>> start

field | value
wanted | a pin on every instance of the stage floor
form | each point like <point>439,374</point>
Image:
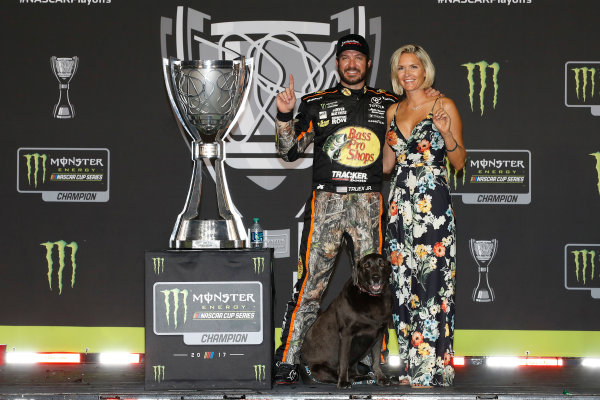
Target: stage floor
<point>95,381</point>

>> end

Directions
Please rescale the items above by rewriting every line of them, including the wording that asks for the pins. Multiply each coordinate in the answers by 1.95 and round to whole numbers, halves up, leaving the sample coordinates in the format lines unchanged and the pictures out.

Answer to this problem
field | value
wanted | a pin on every instance of the stage floor
form | each point like <point>439,374</point>
Image:
Target: stage floor
<point>185,743</point>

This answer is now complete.